_SET OF TASKS_.
A) Please reproduce the oil dri thread word for word from "god, attempted cleaning" up to and including "(Nov 20, 2006)".
B) According to the oil dri thread, why should a sponge or net go over the intake of a hang-on-back filter? Explain in one to three sentences.
C) Continue the oil dri thread past its last post.

_EXTRACT_.
# Oil Dri for shrimp tank



## gotcheaprice (Sep 4, 2007)

Hey, I'm looking to start up a new RCS breeding tank is a 20H. I'm gonna plant it with water sprites and marselia minuta(sp) and no filteration and natural sunlight. I was also wondering about using oil dri as a substrate. I bought a bag today from walmart for $3.99 or so and I came home and did a bit more research and heard that it drops the ph levels. Is that alright for the RCS? And is there any other problems with oil dri? thanks.

(also, is getting a filter that important? I'm somewhat short on cash...)
oh, also, this is a tank for breeding the rcs and growing maeselia, not really for looks. i don't think the rcs fry will go good in a endler or goldfish tank.
god, attempted cleaning it just now, but took forever so i gave up and it still looks super dirty. i think i'll just stick it in the tank and buy a filter already, lol.


----------



## goalcreas (Nov 20, 2006)

you should use a sponge filter on that tank.
you can get a small one for about $2.50 on any online store.
You just need to run a small airpump on it and you should be able to get one for under $7
http://www.drsfostersmith.com/product/prod_display.cfm?c=3578+3579+3954&pcatid=3954
http://www.drsfostersmith.com/product/prod_display.cfm?c=3578+3669+12738&pcatid=12738

Or you could use an AZOO palm filter, a HOB (red sea makes one also, depends which online store you are shopping at) for under $10 I think, but you should put a sponge or net over the intake to keep baby and smaller shrimp out of the filter.
http://www.thatpetplace.com/pet/group/10463/product.web
http://www.drsfostersmith.com/product/prod_display.cfm?c=3578+3579+9821&pcatid=9821

I think if you rinse the oil dry real good and for a long time that it will work fine.

_DATA EXTRACT_.
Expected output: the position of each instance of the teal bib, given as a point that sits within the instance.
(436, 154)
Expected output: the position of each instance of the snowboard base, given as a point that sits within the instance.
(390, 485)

_REPLIES_.
A)
god, attempted cleaning it just now, but took forever so i gave up and it still looks super dirty. i think i'll just stick it in the tank and buy a filter already, lol.


----------



## goalcreas (Nov 20, 2006)

B) A sponge or net over the intake keeps baby and smaller shrimp from getting pulled into the filter.

C)
You should get some screen or an actual screen like off your house window and put it on a brick border and put the oil dri on it and rinse it with a hose for 15 to 20 minutes, really rinse it good and that will work.

Or you could use a screen type strainer like in the kitchen, but you will be limited to how much you can rinse at a time and you still need to rinse it for a good long time.


----------



## gotcheaprice (Sep 4, 2007)

Thanks for the reply.
Yeah, I'm gonna get a cheap HOB from walmart or something. I don't want to order online since I live in Hawaii and I sort of need it fast. I have a big piece of sponge I bought from Walmart for my other HOB filter in my nano.
And I don't know if I want to spend 15-20mins of running water... That's a bit much. Do you think it'll be fine inside for a bit with the filter running? I'm gonna rinse it more, but I don't think my parents will be happy if I used that much water. Maybe I can do a WC on my 55 gallon, lol, but that'll be a pain since it's all one the 2nd floor. I'll see tomorrow.


----------



## goalcreas (Nov 20, 2006)

I don't think you HAVE to do that much water, but it would help the substrate not to change the PH or GH of the tank, where it may play with it for a little while if you dont' rinse it that much.
If you can live with the PH and GH change for a little while, just rinse it regular, until the water runs threw it clear.
Then again, it may still play with the PH and GH if you were to rinse it more, so just do it like you planned to all along.


----------



## gotcheaprice (Sep 4, 2007)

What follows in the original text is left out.